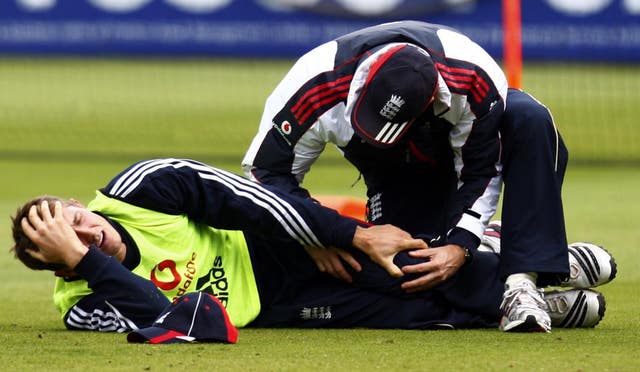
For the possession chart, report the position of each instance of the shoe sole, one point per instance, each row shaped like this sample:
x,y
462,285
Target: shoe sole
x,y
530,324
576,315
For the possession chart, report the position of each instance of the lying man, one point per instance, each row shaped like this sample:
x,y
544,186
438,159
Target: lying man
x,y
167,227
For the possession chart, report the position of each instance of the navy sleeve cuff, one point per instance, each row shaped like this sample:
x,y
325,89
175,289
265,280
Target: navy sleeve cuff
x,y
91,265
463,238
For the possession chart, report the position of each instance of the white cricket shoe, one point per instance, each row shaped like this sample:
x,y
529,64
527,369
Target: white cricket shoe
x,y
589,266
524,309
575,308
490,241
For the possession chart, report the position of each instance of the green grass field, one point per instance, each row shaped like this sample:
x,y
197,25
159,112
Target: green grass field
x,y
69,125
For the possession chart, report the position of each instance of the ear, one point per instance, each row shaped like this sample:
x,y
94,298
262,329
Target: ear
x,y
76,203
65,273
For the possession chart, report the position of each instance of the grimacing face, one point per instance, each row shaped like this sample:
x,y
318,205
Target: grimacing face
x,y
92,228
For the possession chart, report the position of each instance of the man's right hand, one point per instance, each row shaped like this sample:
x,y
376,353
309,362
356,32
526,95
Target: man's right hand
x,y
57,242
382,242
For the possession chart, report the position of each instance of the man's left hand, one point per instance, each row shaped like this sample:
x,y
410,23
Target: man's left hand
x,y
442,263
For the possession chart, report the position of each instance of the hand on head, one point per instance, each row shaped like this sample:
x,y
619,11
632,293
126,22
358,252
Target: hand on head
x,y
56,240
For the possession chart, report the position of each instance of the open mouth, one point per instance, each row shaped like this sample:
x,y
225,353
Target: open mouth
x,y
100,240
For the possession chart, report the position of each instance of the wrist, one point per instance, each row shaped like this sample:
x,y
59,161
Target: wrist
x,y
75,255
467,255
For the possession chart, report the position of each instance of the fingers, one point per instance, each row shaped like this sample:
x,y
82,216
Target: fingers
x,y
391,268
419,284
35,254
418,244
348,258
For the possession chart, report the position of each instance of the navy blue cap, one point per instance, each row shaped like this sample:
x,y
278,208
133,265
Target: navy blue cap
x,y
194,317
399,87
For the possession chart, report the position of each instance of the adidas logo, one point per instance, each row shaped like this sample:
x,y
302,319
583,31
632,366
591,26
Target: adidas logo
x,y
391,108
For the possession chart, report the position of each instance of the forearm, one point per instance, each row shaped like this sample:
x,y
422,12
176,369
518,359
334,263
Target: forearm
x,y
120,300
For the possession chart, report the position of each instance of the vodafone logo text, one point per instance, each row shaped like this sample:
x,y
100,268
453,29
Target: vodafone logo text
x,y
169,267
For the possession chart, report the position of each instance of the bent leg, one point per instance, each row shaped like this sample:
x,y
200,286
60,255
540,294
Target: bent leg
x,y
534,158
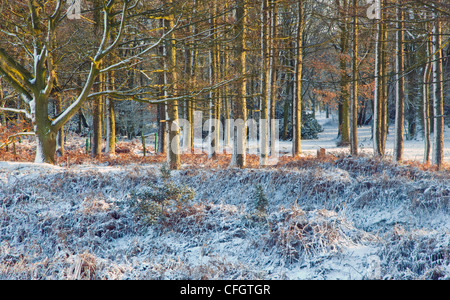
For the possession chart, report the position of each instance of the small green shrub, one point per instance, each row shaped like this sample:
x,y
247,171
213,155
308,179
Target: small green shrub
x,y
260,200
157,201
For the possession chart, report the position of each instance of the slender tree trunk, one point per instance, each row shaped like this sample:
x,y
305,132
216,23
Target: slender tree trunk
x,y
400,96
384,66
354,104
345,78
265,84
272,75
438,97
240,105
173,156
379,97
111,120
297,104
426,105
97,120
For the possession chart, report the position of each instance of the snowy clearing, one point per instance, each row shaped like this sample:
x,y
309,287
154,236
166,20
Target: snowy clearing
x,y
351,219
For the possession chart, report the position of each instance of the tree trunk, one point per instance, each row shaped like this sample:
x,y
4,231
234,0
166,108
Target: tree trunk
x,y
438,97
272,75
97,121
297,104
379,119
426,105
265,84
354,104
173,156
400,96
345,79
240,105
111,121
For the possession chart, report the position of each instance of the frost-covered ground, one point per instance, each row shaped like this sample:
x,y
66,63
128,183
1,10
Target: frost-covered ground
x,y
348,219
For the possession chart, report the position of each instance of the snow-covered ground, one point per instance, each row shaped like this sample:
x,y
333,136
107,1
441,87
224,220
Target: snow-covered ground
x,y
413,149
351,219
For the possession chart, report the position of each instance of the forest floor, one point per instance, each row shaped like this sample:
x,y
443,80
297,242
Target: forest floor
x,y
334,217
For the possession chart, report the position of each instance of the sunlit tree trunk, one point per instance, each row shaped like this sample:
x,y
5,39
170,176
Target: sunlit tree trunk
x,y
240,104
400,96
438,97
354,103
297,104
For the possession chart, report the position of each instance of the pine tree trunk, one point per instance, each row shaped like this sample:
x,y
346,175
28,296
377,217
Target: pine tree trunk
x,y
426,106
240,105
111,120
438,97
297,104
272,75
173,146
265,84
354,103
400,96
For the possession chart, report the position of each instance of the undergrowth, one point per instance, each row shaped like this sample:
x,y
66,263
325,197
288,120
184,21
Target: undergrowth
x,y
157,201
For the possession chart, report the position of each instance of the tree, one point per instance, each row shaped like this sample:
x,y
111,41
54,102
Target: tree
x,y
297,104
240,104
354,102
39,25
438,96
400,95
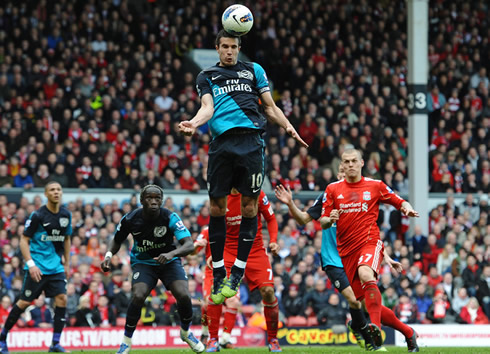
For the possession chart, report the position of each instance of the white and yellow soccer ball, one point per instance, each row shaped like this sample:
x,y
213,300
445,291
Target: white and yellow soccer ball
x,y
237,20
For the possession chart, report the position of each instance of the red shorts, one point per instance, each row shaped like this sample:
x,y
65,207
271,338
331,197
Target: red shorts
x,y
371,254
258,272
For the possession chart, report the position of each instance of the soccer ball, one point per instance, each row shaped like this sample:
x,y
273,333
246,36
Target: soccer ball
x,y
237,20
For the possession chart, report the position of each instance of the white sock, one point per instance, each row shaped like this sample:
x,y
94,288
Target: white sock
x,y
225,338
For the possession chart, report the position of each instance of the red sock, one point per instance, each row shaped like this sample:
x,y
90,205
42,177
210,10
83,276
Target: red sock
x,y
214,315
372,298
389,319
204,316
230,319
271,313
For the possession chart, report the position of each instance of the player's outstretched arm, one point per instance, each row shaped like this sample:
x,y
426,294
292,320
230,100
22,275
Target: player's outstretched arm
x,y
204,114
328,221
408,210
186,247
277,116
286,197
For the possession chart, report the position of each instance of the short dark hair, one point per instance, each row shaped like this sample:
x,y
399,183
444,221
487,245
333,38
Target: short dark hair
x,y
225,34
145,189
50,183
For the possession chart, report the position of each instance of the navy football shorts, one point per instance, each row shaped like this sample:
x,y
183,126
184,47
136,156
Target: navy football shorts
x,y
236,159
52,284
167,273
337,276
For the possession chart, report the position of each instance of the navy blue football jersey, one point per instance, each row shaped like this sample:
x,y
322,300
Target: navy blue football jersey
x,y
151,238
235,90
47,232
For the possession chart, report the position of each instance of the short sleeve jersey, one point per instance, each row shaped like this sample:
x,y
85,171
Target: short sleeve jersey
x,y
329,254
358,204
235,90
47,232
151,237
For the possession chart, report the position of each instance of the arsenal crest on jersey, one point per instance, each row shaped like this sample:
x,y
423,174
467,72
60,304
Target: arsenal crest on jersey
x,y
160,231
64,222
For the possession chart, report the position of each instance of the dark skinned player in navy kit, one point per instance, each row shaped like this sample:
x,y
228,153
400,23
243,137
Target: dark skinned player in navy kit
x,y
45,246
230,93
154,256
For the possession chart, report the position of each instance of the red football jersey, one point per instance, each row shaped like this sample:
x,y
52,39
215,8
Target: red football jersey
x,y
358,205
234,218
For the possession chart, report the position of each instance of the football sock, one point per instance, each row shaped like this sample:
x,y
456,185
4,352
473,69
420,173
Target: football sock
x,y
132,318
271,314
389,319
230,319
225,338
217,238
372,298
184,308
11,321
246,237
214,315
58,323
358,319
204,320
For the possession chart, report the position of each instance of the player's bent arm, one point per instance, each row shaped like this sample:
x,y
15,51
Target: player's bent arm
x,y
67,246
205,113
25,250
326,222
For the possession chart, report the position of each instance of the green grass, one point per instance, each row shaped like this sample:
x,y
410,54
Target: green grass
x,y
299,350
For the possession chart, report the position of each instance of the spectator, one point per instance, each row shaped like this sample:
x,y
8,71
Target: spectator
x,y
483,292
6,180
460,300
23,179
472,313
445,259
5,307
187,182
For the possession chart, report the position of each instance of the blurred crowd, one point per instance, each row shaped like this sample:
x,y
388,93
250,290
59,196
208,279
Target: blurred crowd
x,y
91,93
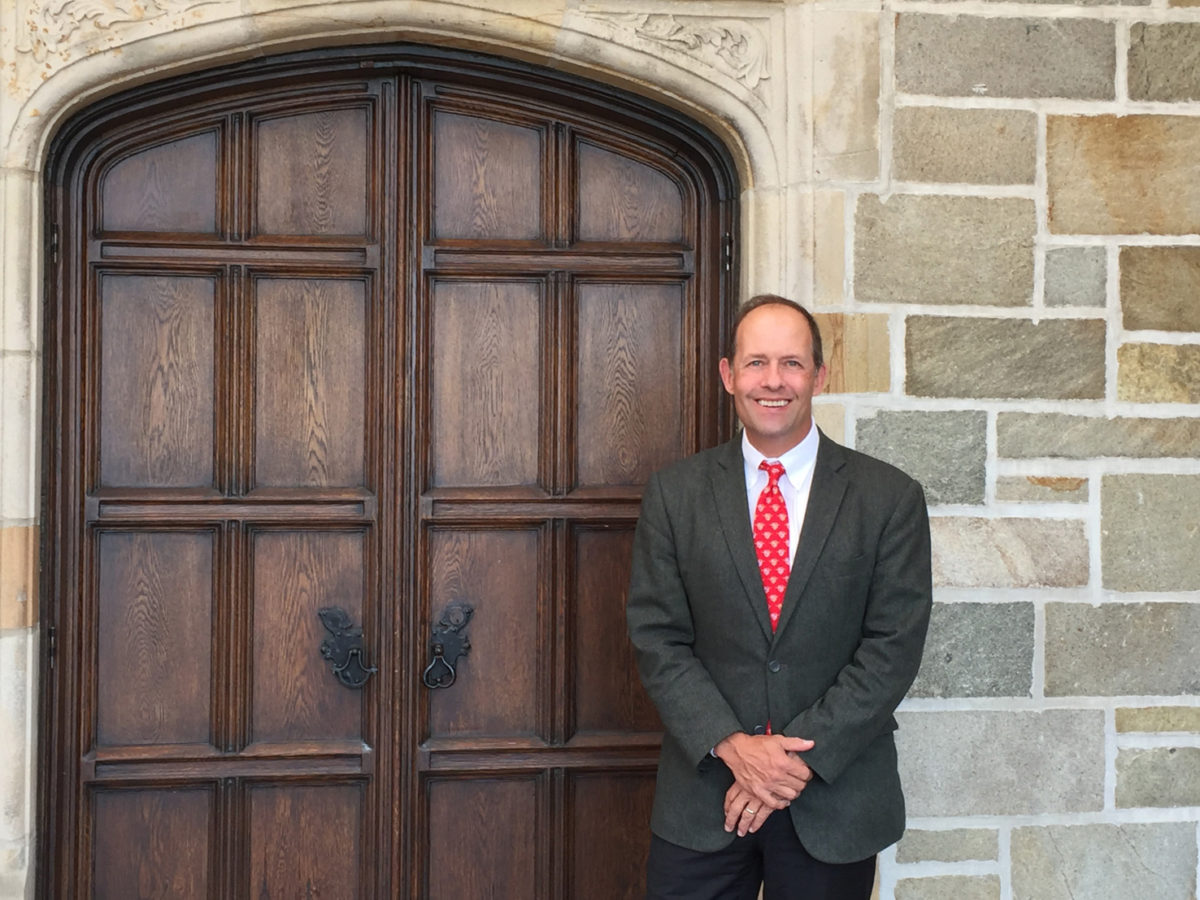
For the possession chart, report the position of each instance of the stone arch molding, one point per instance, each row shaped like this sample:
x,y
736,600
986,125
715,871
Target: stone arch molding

- [Task to carry out] Extract only the lines from the one that contains "of the football" through the end of the records, inclusive, and omit every picture.

- [Solution for this task]
For the possession chart, report the position of each instance of the football sock, one point per instance, each row shaped like this sample:
x,y
456,185
4,352
473,69
420,173
Target: football sock
x,y
132,318
271,314
389,319
230,319
225,338
217,238
372,298
184,308
11,321
246,237
214,315
58,323
358,319
204,320
For the possession chart, report the position of each instance of the player's bent arm, one point per instance, each row shaped like this sample:
x,y
15,51
Target: player's bent arm
x,y
67,246
205,113
25,250
326,222
For the possession chart, report the position of each instance of the green grass, one point per instance, each row shaped like this sample:
x,y
410,54
Target: green grass
x,y
299,350
For the possession chart, report the position of each instance of the spectator, one point per instance, each row shaped like this sample:
x,y
8,71
Target: spectator
x,y
483,292
6,180
460,300
23,179
472,313
445,259
5,307
187,182
For the possession chart, report the position of each instance of the blurred crowd, one point per instance, each row shaped like this sample:
x,y
388,93
250,290
59,196
208,279
Target: blurred crowd
x,y
91,93
For the possession chart, report the position of each instance of the stone arch molding, one point per instance, each row shaped like this sample:
x,y
736,600
986,125
715,871
Target: stone arch molding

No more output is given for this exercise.